▶ _RECORD EXCERPTS_
───
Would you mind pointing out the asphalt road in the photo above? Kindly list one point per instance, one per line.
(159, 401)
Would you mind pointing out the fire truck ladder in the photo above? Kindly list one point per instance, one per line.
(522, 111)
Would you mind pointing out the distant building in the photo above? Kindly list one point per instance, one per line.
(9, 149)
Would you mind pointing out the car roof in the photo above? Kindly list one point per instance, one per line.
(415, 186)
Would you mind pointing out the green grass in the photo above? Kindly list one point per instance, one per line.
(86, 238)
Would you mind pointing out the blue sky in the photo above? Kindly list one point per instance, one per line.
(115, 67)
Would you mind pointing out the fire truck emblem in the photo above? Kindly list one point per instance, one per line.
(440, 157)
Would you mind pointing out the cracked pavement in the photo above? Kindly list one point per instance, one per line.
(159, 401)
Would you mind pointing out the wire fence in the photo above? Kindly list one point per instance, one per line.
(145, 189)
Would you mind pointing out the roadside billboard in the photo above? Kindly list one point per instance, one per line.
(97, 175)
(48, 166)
───
▶ _TASK REQUIREMENTS_
Reproduce the data above in full, substituting "fire engine" for every occurrence of "fire truck" and leaving all other text unchanged.

▶ _TASK OUTPUT_
Would you mind pointing out the asphalt road in the photo above? Kindly list one point per instance, one per line.
(159, 401)
Would you mind pointing out the fire engine ladder in the photo above? Kindly list one point per instance, one per line.
(522, 111)
Would you mind pointing out the distant building in the photo above? Kindly list one point per instance, one per line.
(9, 149)
Would you mind pointing out the car roof in the photo above? Kindly list one point per instance, one per line.
(415, 186)
Would you mind pointing out the green grass in the photo above? Kindly list one point per instance, one per line.
(86, 238)
Would you mind pointing out the blue sky in the photo above? Kindly list one point per instance, one per line.
(115, 67)
Would you mind pointing out the fire engine emblem in the photo above? Kindly list one point per instance, one per line.
(440, 157)
Would you mind pointing out the cracked pavement in the photo above? Kindly list one point per instance, one per line.
(159, 401)
Would you mind pointing out the wire fence in the photo above? Kindly list one point per instance, one per line.
(145, 189)
Would you mind pointing out the roadside billboard in the photo above? Kindly list one point per instance, one per line.
(97, 175)
(48, 166)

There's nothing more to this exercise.